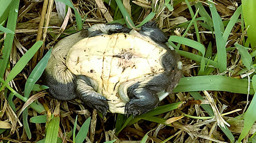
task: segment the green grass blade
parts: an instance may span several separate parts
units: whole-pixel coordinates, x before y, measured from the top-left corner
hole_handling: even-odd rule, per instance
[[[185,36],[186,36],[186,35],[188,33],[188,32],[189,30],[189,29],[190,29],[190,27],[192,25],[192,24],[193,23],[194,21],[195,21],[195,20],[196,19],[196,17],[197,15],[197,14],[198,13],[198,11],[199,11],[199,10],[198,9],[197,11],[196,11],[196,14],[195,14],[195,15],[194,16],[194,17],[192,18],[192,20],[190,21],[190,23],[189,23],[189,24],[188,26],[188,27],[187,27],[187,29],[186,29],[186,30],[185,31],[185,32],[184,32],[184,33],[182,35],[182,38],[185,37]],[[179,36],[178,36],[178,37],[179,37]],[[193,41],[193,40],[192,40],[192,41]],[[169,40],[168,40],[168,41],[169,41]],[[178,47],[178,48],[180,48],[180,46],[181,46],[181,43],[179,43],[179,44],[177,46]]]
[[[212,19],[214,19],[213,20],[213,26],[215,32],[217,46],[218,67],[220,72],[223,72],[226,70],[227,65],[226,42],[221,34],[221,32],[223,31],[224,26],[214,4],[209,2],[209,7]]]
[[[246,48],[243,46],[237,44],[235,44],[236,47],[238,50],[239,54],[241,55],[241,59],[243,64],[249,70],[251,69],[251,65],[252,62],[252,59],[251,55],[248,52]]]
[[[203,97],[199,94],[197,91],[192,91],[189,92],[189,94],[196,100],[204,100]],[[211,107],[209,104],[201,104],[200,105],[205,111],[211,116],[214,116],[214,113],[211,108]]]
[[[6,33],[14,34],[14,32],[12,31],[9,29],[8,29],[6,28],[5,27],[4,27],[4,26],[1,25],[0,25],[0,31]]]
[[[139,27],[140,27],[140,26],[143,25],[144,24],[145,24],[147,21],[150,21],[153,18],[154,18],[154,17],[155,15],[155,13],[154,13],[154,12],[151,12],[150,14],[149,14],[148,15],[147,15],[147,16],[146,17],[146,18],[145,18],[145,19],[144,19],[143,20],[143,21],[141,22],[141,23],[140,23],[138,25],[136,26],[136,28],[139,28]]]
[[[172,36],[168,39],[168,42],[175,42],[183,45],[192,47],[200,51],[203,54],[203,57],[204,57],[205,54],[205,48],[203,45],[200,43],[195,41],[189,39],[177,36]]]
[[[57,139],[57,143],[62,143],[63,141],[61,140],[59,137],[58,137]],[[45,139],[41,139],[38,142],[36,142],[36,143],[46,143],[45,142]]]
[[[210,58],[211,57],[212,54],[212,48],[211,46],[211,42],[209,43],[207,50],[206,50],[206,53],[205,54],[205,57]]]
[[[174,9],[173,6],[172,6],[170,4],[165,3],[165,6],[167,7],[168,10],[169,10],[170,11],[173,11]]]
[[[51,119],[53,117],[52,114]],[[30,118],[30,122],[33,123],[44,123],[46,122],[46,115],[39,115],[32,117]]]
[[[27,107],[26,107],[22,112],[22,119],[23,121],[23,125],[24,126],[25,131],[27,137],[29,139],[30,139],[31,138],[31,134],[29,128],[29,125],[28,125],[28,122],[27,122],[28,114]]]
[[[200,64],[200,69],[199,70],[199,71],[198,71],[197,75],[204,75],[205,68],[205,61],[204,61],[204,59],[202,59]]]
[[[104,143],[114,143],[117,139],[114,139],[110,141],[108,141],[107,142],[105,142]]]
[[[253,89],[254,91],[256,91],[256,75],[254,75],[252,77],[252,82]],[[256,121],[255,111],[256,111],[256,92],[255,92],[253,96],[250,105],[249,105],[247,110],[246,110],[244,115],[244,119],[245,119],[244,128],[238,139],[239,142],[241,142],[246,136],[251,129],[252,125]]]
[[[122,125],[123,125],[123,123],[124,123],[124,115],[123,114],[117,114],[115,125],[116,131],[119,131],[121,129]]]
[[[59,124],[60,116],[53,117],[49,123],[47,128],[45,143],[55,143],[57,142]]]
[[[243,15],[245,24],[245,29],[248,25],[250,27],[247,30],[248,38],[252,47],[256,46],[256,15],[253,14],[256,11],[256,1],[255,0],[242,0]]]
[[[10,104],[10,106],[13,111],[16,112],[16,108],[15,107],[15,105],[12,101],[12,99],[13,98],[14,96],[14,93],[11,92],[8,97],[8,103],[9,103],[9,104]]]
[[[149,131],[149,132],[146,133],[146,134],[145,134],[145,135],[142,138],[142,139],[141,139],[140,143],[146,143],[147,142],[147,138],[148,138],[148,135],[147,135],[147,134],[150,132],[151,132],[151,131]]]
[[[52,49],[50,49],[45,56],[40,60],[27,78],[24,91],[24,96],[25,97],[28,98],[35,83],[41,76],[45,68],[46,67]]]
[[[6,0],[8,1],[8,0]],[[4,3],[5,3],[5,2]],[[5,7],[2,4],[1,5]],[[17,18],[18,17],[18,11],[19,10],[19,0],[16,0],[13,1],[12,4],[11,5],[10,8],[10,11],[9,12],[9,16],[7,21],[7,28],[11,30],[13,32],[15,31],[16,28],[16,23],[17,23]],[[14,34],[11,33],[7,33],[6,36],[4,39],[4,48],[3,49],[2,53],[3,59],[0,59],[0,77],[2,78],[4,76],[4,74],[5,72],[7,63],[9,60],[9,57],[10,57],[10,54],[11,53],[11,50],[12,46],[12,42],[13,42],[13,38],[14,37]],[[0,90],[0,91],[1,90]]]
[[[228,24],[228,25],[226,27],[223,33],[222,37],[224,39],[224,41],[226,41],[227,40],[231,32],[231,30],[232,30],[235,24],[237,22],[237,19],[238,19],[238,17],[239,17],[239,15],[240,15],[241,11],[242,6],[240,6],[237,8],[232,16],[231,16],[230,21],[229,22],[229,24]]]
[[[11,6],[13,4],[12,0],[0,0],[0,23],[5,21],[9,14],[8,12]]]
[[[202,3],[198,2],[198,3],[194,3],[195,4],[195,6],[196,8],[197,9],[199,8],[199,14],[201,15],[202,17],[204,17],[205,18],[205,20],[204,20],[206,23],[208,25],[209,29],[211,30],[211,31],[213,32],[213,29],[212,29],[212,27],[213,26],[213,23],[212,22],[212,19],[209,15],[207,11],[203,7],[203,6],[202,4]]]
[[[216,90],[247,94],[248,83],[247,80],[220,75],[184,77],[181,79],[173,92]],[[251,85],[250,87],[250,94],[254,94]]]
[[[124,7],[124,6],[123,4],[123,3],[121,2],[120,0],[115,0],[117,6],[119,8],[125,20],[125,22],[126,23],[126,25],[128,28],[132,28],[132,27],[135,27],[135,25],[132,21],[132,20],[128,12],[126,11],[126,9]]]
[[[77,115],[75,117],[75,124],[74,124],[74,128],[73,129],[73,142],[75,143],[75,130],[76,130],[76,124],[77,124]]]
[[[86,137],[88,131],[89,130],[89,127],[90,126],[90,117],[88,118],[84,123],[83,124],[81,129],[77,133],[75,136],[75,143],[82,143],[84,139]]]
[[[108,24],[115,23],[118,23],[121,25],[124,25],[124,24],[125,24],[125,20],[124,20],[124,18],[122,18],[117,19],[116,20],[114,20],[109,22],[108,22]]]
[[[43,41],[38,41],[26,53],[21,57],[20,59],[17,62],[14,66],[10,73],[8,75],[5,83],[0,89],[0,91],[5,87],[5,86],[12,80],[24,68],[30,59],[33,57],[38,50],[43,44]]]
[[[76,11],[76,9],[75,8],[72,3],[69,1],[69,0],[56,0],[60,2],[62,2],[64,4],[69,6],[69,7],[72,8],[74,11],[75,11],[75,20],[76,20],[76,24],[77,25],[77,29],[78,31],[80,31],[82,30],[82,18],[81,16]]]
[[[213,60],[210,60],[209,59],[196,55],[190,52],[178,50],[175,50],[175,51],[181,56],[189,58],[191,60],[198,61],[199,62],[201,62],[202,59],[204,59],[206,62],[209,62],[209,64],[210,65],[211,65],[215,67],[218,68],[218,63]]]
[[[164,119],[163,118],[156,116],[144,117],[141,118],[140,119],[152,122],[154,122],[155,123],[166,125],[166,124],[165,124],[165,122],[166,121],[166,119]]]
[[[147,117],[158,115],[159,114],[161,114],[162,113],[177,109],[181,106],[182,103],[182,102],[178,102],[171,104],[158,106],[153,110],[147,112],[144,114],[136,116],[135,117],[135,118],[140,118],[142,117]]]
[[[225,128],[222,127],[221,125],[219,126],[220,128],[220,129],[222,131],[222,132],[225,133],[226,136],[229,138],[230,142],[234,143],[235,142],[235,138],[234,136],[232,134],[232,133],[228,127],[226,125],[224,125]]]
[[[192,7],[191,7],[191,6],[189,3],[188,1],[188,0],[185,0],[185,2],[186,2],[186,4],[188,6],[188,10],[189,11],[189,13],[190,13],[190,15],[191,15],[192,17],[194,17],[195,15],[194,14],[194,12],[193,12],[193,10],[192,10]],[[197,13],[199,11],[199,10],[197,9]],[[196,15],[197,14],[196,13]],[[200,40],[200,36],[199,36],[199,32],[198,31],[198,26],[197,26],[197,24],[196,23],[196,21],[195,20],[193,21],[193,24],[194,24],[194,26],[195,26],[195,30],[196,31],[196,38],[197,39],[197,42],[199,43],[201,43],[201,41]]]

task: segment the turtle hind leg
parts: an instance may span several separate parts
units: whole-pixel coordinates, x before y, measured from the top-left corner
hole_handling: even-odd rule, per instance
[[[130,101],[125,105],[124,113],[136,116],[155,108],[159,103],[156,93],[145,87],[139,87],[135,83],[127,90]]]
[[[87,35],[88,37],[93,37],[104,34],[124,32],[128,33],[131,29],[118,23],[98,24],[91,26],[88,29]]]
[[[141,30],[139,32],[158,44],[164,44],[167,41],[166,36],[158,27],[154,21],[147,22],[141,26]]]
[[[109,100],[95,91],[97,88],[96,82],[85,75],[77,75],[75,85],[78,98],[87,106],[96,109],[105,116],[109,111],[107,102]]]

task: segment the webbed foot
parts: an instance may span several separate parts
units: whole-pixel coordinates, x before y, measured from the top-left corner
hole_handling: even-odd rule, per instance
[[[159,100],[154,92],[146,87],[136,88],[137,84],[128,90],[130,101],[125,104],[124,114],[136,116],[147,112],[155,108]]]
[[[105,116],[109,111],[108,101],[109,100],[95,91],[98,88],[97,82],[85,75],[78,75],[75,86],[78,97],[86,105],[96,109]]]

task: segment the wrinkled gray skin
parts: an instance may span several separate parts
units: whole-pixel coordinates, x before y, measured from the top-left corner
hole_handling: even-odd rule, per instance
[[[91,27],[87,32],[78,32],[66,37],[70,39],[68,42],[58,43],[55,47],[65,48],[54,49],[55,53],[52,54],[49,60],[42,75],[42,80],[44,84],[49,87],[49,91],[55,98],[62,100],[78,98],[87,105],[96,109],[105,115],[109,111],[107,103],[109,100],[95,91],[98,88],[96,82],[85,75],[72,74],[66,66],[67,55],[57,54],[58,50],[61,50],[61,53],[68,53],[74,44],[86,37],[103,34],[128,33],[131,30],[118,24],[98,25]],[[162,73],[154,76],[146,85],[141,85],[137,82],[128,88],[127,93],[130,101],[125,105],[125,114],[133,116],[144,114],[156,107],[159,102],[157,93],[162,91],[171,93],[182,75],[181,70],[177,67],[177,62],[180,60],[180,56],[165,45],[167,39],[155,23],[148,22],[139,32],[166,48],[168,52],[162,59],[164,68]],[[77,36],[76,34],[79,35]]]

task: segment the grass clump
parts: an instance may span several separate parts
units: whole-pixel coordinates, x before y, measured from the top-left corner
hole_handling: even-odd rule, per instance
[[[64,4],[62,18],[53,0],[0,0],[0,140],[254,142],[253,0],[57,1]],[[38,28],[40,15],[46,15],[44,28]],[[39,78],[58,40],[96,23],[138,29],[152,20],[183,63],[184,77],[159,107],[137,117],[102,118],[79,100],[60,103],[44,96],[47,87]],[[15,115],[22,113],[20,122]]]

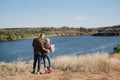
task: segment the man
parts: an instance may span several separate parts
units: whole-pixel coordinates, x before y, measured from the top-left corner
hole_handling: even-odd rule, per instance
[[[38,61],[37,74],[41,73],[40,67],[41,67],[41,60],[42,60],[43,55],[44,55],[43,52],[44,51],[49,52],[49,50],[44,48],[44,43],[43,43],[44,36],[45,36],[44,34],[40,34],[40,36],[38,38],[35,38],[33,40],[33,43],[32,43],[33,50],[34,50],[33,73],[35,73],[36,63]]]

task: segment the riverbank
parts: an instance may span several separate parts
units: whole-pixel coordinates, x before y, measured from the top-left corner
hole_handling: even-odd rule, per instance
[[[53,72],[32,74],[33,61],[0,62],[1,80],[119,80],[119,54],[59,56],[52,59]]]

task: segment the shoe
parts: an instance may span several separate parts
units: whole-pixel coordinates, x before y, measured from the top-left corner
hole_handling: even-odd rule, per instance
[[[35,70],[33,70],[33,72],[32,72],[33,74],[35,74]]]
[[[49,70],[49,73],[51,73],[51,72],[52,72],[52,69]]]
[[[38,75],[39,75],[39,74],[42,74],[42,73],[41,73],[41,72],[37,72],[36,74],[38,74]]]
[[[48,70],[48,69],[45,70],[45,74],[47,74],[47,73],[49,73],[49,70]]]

::::::::

• [Required work]:
No pictures belong in the copy: reproduce exactly the lines above from the one that contains "task: segment the grass clump" through the last line of the entries.

• [Worked answer]:
task: segment the grass clump
parts: an instance may span several separate parts
units: whole-pixel coordinates, x before y, measured from the top-left corner
hole_handling: even-odd rule, per instance
[[[64,4],[62,18],[53,0],[0,0],[0,140],[254,142],[253,0],[57,1]],[[38,28],[40,15],[46,15],[44,28]],[[39,78],[58,40],[96,23],[138,29],[152,20],[183,63],[184,77],[159,107],[137,117],[102,118],[79,100],[60,103],[44,96],[47,87]],[[15,115],[22,113],[20,122]]]

task: segment the man
parts: an instance may span several separate parts
units: whole-pixel coordinates, x before y, measured from the top-left corner
hole_handling: even-odd rule, per instance
[[[38,61],[37,74],[41,73],[40,67],[41,67],[41,60],[42,60],[43,55],[44,55],[43,52],[44,51],[49,52],[49,50],[44,48],[44,43],[43,43],[44,36],[45,36],[44,34],[40,34],[40,36],[38,38],[35,38],[33,40],[33,43],[32,43],[33,50],[34,50],[33,73],[35,73],[36,63]]]

task: segment the riverbank
parts: an instance may span several separate parts
units: whole-pixel coordinates, x before y, measured from the top-left corner
hole_handling: even-odd rule, per instance
[[[53,72],[32,74],[33,61],[0,62],[1,80],[119,80],[119,54],[59,56],[52,59]]]

task: segment the shoe
parts: an instance may span several separate parts
units: whole-pixel coordinates, x before y, measured from the top-left corner
hole_handling: even-odd rule, per instance
[[[35,70],[33,70],[33,72],[32,72],[33,74],[35,74]]]
[[[49,70],[49,73],[51,73],[51,72],[52,72],[52,69]]]
[[[38,75],[39,75],[39,74],[42,74],[42,73],[41,73],[41,72],[37,72],[36,74],[38,74]]]
[[[48,70],[48,69],[45,70],[45,74],[47,74],[47,73],[49,73],[49,70]]]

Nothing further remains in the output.